We all know that Silicon Valley is the beating heart of the tech industry, with large corporations, tiny start-ups, entrepreneurs and the finance community all living, working and drinking coffee together. (This last bit isn’t a throw away reference to our increasing addiction to the black magic bean, but to an article I read in Harvard Business Review in 2010 which said that you are as likely to start up a conversation with a potential investor or tech start-up CEO in the local coffee shop as over a formal meeting in an office.) This melting pot of groups and interest is the key to the success of the Valley. The key players are all there breathing in the same idea.

Entries:
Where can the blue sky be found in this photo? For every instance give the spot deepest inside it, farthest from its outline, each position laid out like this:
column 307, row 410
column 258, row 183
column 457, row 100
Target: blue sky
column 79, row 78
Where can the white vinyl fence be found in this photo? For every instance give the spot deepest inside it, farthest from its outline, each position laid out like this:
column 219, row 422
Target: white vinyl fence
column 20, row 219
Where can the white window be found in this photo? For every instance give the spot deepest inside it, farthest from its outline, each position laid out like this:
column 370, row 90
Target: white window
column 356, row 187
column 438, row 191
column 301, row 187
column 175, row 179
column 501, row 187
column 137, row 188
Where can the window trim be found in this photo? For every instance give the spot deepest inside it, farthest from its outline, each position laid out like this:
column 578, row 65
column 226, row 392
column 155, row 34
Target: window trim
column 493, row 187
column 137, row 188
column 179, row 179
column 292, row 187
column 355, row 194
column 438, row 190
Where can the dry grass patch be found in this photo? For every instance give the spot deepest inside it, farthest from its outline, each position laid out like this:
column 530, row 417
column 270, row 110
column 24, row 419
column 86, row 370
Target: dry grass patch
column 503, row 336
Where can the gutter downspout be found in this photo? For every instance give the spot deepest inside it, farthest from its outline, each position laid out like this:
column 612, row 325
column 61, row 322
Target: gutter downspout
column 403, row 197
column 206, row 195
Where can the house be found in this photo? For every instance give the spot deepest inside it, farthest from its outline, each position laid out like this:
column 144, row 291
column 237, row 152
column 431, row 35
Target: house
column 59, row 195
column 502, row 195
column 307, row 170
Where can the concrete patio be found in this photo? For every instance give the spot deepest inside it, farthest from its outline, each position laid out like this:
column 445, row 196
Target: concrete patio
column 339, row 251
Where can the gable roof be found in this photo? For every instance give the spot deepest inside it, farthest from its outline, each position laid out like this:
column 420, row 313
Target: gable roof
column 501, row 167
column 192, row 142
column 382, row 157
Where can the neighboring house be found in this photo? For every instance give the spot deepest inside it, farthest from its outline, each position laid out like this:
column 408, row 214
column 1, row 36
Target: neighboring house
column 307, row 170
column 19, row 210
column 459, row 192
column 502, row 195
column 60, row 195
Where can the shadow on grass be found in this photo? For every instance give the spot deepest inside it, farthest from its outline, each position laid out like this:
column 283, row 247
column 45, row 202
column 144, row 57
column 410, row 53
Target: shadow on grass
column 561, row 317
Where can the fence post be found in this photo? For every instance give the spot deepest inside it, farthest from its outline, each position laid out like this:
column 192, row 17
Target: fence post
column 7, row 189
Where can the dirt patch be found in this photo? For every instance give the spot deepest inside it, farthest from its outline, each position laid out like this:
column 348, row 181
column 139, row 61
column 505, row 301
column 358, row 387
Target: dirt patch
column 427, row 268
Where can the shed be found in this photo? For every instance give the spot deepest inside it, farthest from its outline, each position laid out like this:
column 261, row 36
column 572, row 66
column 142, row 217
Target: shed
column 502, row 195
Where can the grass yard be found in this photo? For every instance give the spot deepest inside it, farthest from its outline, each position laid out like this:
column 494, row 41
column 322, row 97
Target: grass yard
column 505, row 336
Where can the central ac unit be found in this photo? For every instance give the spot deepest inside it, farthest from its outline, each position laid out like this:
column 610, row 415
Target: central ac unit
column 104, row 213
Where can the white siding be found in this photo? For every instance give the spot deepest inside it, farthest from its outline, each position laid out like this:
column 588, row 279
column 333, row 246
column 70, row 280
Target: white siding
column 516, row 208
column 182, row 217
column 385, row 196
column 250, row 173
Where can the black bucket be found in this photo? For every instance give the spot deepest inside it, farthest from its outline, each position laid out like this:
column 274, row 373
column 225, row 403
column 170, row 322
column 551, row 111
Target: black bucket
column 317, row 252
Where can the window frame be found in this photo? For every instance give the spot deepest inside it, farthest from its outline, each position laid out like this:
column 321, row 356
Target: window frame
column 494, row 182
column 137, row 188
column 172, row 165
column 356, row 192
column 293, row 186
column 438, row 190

Instructions for the task: From the Silicon Valley passage, extract the part that begins at the words "We all know" and stops after "the same idea.".

Task response:
We all know that Silicon Valley is the beating heart of the tech industry, with large corporations, tiny start-ups, entrepreneurs and the finance community all living, working and drinking coffee together. (This last bit isn’t a throw away reference to our increasing addiction to the black magic bean, but to an article I read in Harvard Business Review in 2010 which said that you are as likely to start up a conversation with a potential investor or tech start-up CEO in the local coffee shop as over a formal meeting in an office.) This melting pot of groups and interest is the key to the success of the Valley. The key players are all there breathing in the same idea.